Goal: Lines before the one containing "# test: locate the blurred background" are excluded; retype that line and all remaining lines of the material exactly.

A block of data
━━━━━━━━━━
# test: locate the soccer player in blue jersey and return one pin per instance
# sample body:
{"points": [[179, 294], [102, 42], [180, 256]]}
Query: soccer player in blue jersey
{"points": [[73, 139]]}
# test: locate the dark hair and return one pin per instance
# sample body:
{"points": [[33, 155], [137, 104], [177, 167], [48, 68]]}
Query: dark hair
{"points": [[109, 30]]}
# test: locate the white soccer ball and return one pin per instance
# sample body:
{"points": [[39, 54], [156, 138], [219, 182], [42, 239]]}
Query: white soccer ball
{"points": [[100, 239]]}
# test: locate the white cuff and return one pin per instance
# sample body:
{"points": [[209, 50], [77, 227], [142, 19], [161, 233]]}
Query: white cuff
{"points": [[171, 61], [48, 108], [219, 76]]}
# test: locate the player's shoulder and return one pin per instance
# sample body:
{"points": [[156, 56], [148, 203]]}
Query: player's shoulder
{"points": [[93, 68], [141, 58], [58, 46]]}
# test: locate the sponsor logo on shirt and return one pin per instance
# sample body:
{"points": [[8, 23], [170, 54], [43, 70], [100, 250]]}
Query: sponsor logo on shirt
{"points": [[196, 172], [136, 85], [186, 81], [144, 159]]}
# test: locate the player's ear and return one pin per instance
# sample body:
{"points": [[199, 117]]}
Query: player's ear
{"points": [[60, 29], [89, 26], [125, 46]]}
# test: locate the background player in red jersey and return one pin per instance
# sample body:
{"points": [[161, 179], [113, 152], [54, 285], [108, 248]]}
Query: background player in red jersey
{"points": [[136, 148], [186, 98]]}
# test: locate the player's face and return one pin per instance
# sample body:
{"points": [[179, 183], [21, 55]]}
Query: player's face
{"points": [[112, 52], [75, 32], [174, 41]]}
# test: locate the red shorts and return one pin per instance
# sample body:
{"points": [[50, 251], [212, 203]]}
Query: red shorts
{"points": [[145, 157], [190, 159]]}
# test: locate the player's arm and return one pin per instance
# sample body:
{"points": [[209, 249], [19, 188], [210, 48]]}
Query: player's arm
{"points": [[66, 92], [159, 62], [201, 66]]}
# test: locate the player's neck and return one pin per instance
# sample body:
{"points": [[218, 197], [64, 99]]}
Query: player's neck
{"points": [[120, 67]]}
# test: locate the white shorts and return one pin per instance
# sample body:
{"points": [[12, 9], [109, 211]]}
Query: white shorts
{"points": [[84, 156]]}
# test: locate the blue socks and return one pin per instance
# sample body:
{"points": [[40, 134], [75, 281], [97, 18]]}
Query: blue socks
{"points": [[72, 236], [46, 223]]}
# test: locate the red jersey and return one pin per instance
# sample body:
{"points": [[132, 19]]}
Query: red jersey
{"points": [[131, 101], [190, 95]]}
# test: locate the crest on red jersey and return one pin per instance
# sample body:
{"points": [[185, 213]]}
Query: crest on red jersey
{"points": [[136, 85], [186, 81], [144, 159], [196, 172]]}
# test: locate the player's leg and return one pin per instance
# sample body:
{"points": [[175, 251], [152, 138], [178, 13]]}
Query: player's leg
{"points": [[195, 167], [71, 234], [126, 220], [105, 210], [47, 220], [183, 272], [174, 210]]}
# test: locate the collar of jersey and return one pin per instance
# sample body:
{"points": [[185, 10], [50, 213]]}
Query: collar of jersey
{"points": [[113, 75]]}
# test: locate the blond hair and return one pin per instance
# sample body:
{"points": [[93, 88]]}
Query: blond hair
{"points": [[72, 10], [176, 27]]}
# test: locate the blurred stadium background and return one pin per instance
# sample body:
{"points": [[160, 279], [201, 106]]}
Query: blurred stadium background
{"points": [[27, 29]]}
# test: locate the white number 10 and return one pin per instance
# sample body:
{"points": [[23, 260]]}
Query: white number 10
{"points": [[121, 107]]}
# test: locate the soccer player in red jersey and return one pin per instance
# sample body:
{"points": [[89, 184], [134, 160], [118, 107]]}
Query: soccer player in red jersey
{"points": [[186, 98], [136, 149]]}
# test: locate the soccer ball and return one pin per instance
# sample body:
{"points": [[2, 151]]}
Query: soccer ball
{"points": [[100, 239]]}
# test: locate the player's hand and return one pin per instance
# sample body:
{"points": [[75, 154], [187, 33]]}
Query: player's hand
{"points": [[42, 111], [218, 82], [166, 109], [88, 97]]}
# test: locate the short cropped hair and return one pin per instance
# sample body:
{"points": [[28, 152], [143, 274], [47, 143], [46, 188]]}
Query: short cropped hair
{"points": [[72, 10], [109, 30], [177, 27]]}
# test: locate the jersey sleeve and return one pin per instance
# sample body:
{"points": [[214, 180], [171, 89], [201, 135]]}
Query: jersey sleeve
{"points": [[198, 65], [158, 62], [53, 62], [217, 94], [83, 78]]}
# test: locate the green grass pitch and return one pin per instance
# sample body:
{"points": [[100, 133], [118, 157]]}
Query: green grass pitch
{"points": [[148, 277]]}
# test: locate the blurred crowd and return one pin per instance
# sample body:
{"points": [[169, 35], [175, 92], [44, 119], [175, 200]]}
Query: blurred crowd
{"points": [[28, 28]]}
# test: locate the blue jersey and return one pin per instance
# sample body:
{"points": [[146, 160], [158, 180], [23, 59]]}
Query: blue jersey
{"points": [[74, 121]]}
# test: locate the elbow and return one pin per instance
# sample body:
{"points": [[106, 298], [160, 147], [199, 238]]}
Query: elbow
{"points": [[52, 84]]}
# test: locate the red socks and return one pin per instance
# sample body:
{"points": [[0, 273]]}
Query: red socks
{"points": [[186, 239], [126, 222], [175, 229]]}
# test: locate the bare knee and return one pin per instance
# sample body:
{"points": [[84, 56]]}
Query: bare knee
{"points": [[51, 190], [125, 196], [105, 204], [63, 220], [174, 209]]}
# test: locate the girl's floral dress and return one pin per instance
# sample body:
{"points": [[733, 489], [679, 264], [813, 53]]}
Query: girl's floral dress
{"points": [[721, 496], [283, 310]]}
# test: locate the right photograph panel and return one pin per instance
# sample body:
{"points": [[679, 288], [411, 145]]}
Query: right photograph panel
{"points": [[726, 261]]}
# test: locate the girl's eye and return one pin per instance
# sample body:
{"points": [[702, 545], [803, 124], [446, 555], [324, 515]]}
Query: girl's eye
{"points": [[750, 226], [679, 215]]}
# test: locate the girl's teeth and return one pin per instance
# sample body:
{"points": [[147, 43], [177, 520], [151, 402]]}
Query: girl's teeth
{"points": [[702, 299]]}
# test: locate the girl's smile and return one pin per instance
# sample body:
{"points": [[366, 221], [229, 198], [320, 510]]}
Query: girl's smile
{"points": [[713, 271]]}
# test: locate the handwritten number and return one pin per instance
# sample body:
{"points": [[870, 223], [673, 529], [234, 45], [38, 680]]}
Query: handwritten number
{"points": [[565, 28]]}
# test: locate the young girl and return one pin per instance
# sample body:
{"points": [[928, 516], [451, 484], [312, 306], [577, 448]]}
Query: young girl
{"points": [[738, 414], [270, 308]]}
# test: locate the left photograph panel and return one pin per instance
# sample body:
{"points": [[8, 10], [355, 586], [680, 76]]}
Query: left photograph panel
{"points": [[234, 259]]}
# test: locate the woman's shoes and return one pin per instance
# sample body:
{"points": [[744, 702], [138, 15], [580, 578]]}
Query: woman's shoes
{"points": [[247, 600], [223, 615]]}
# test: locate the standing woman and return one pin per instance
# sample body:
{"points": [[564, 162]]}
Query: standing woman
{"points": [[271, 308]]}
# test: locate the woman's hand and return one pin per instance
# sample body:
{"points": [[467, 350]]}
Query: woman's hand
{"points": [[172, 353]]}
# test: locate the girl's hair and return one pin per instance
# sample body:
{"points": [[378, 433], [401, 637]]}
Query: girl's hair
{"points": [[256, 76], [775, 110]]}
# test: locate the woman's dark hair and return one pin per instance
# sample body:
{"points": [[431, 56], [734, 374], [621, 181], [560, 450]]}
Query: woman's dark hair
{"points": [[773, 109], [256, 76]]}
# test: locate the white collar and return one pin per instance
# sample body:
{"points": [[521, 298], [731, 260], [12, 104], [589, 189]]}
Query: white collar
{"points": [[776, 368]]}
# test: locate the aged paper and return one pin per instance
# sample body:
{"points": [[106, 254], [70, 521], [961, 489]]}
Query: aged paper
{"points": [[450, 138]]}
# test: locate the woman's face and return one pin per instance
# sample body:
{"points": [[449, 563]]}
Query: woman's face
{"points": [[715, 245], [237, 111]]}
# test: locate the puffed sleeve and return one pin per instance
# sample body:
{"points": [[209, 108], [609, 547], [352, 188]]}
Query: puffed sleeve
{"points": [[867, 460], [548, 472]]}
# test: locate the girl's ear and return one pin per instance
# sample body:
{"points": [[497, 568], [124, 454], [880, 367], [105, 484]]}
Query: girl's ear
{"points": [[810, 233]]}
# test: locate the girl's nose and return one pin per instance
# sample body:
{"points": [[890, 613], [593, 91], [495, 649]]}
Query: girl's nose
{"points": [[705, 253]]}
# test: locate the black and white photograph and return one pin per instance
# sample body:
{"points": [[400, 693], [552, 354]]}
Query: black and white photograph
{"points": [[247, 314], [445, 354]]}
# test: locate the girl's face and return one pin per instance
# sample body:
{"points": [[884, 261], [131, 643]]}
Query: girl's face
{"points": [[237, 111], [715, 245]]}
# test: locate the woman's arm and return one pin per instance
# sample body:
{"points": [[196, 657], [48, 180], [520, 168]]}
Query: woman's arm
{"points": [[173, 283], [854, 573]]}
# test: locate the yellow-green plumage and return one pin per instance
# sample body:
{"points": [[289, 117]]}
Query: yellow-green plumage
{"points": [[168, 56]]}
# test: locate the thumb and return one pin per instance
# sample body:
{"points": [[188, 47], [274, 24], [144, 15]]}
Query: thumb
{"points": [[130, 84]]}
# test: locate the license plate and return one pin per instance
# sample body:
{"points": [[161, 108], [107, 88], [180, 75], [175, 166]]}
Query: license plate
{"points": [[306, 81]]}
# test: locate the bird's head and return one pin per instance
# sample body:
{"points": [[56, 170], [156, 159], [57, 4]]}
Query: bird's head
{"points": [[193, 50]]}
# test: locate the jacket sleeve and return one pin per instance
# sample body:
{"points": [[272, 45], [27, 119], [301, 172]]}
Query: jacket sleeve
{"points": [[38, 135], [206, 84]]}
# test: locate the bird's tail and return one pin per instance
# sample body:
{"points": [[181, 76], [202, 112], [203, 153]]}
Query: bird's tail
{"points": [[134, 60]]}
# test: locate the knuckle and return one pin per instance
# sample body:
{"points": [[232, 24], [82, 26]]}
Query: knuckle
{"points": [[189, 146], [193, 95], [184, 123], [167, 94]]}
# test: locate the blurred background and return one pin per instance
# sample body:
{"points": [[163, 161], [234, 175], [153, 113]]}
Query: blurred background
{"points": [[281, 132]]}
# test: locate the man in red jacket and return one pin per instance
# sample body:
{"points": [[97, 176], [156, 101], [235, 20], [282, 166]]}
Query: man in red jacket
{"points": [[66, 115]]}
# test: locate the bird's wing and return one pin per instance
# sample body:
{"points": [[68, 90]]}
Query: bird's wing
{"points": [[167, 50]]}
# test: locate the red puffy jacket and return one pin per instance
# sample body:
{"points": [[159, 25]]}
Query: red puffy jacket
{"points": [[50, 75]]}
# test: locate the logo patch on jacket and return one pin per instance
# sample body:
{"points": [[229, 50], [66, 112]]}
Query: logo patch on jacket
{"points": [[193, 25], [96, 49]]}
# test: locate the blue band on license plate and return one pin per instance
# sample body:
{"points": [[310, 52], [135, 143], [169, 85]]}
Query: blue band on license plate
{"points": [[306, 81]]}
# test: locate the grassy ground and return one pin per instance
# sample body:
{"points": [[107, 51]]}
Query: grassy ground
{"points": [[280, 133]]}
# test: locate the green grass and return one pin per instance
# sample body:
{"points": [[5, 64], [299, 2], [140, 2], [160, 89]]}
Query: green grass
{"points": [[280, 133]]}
━━━━━━━━━━
Expected answer:
# test: locate the blurred background and return one pin per instance
# sample body:
{"points": [[163, 161], [234, 175], [153, 113]]}
Query: blurred background
{"points": [[281, 132]]}
# test: locate the man in red jacket and return one pin per instance
# sample body:
{"points": [[97, 176], [156, 101], [235, 20], [282, 166]]}
Query: man in red jacket
{"points": [[66, 115]]}
# test: locate the bird's wing and return one pin per instance
# sample body:
{"points": [[68, 90]]}
Query: bird's wing
{"points": [[167, 50]]}
# test: locate the red puffy jacket and return one pin per instance
# sample body:
{"points": [[159, 25]]}
Query: red puffy jacket
{"points": [[50, 75]]}
# test: locate the logo patch on jacket and return one pin per instance
# sample body:
{"points": [[229, 50], [66, 112]]}
Query: logo patch on jacket
{"points": [[193, 25], [96, 49]]}
# test: locate the blue band on license plate and return one pin per instance
# sample body:
{"points": [[310, 52], [135, 143], [169, 85]]}
Query: blue band on license plate
{"points": [[306, 81]]}
# test: locate the grassy ground and return one pin per instance
# sample body:
{"points": [[107, 51]]}
Query: grassy ground
{"points": [[280, 133]]}
# test: locate the green grass and return one pin per instance
# sample body:
{"points": [[5, 64], [299, 2], [140, 2], [160, 89]]}
Query: green grass
{"points": [[280, 133]]}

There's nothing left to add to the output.